За эту фразу я на следующий день выслушала нотацию от своего заведующего кафедрой: я не должна выносить на кафедру свои семейные (?) дела.
Но это меня до конца не сдержало. В разговоре с сотрудниками кафедры сказала, что не жалею об оброненной фразе и что моими друзьями я считаю тех, кто является также и друзьями моего мужа.
...Придет время, и я буду за это жестоко наказана, ибо далеко не все друзья моего мужа окажутся в равной степени и моими друзьями!..
Так и не дождавшись телефонного звонка из "Литгазеты", Александр Исаевич 25 апреля сдает на почте заказное письмо в "Монд". А письмо в "Унита" ему удается передать через друзей итальянскому литературному критику, коммунисту Витторио Страда, находившемуся в ту пору в Москве. В тот же день он едет домой, в Рязань. И в тот вечер, и на следующий день много мне рассказывает.

▸ УСЛОВИЕ ЗАДАЧИ
Перепишите дословно часть отрывка воспоминаний, начиная со слов «За эту фразу» и продолжая до слов «и моими друзьями!..» включительно.

▸ ИСХОДНЫЕ ЗАПИСИ
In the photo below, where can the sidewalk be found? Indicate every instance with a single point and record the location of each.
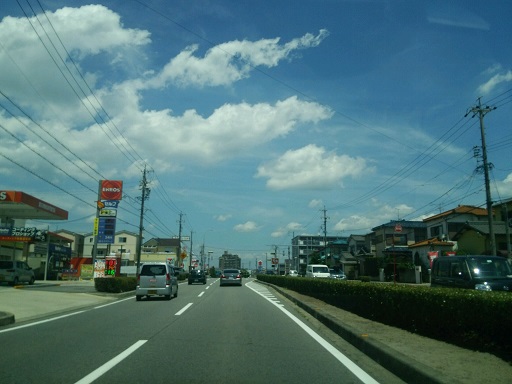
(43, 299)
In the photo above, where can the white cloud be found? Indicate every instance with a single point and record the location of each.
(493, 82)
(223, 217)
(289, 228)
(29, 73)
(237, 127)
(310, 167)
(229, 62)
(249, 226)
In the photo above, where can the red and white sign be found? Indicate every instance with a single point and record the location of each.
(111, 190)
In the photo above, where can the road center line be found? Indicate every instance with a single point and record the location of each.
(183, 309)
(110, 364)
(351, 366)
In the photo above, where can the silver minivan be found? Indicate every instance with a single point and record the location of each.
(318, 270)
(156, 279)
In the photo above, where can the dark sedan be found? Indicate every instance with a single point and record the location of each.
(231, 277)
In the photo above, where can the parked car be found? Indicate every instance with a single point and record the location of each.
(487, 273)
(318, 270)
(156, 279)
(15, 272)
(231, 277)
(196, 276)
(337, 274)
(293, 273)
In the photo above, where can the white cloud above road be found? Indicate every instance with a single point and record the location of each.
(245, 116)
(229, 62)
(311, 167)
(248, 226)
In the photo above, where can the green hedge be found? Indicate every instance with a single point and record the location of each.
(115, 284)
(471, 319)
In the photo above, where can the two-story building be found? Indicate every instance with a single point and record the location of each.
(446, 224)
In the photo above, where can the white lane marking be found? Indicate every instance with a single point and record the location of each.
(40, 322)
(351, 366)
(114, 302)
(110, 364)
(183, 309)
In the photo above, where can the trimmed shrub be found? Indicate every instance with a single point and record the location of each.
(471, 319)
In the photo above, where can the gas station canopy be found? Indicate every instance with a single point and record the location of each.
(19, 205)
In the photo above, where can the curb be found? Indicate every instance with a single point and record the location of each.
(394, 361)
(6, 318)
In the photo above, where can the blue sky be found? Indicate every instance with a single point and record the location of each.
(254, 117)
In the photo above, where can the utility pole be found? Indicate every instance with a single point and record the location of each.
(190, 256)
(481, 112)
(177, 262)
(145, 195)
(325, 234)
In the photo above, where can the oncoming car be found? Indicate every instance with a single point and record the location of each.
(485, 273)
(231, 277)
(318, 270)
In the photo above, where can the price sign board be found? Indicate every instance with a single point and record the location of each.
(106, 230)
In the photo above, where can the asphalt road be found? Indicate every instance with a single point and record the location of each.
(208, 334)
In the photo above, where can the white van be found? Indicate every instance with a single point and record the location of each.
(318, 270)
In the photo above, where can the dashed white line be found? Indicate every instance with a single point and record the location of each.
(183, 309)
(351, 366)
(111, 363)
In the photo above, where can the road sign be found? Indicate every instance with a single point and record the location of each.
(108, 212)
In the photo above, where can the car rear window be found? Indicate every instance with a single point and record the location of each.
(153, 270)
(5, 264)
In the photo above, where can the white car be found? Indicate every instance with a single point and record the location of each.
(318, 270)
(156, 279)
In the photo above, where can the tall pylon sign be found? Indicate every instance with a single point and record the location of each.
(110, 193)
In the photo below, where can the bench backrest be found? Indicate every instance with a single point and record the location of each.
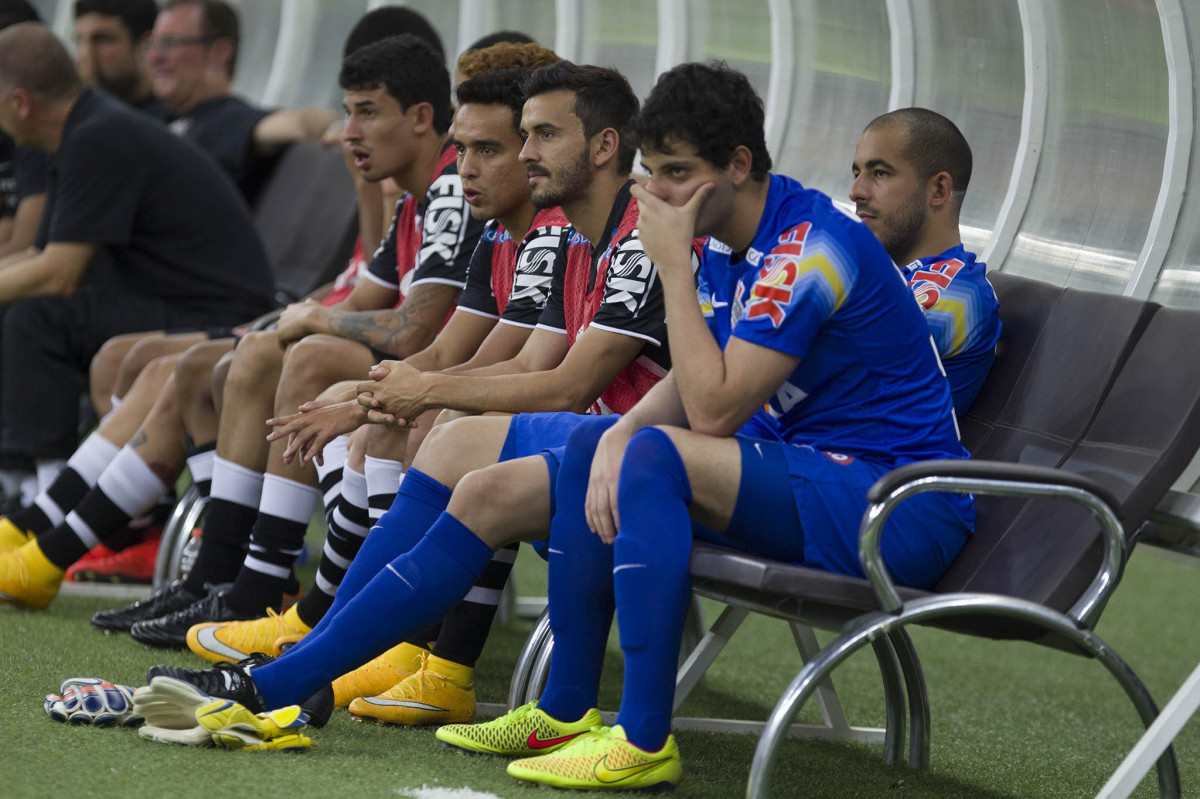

==

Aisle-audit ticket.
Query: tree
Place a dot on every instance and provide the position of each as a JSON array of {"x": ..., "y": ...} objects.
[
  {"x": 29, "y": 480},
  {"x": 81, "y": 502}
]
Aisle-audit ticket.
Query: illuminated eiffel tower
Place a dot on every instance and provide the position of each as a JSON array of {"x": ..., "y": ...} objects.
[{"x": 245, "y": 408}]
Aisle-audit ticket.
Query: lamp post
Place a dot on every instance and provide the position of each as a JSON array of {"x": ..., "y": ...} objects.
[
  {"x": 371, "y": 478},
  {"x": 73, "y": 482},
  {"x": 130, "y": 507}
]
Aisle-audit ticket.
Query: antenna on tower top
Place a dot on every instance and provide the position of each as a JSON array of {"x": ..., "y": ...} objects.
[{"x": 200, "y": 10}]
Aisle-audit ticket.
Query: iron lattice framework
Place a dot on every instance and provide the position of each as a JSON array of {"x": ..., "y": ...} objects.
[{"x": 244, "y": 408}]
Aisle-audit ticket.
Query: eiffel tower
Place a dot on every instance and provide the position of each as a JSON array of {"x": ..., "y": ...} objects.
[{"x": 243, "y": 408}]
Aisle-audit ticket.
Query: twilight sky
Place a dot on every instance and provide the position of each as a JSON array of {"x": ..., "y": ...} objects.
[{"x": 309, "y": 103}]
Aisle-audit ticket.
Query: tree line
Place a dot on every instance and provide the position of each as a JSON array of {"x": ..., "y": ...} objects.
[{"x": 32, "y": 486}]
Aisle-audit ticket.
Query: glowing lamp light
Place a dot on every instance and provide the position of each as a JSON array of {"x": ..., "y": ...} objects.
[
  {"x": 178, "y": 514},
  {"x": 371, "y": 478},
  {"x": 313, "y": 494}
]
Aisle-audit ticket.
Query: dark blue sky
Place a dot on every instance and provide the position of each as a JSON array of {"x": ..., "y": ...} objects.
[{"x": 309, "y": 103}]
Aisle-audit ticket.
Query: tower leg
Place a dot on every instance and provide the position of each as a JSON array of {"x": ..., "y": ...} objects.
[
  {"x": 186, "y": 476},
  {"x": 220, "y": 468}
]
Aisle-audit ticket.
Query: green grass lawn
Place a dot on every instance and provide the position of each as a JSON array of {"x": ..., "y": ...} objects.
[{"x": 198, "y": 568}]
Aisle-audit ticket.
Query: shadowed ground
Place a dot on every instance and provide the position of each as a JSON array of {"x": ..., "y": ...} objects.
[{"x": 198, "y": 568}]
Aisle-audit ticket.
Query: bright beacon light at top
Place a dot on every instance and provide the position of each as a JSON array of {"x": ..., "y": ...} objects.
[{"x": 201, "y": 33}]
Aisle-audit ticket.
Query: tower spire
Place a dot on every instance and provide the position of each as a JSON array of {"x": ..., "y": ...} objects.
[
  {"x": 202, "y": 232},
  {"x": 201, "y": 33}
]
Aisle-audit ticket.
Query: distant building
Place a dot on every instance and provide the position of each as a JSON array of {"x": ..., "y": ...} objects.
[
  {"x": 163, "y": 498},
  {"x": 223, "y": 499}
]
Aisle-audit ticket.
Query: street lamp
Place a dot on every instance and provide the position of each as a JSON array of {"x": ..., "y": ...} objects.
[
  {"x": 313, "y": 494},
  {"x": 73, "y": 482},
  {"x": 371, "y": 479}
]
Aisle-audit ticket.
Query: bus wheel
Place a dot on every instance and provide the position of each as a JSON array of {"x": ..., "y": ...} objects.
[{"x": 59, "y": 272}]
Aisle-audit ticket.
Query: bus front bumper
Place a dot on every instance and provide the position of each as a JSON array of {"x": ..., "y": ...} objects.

▸ ОТВЕТ НА ЗАДАНИЕ
За эту фразу я на следующий день выслушала нотацию от своего заведующего кафедрой: я не должна выносить на кафедру свои семейные (?) дела.
Но это меня до конца не сдержало. В разговоре с сотрудниками кафедры сказала, что не жалею об оброненной фразе и что моими друзьями я считаю тех, кто является также и друзьями моего мужа.
...Придет время, и я буду за это жестоко наказана, ибо далеко не все друзья моего мужа окажутся в равной степени и моими друзьями!..